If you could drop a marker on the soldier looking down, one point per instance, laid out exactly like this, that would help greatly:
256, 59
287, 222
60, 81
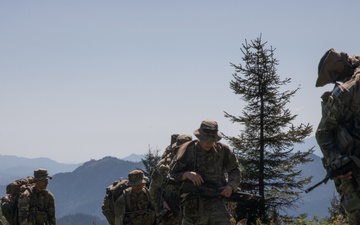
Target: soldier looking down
########
### [STATED PROBLEM]
Copy the entries above word for word, with every line in its original order, but leave out the picture.

### [SOLVED EXERCISE]
If you could drop a marker on the soldier looking down, one point per instance, laid out exactly like this, that would help greatly:
256, 59
287, 222
60, 81
Target: soldier looking down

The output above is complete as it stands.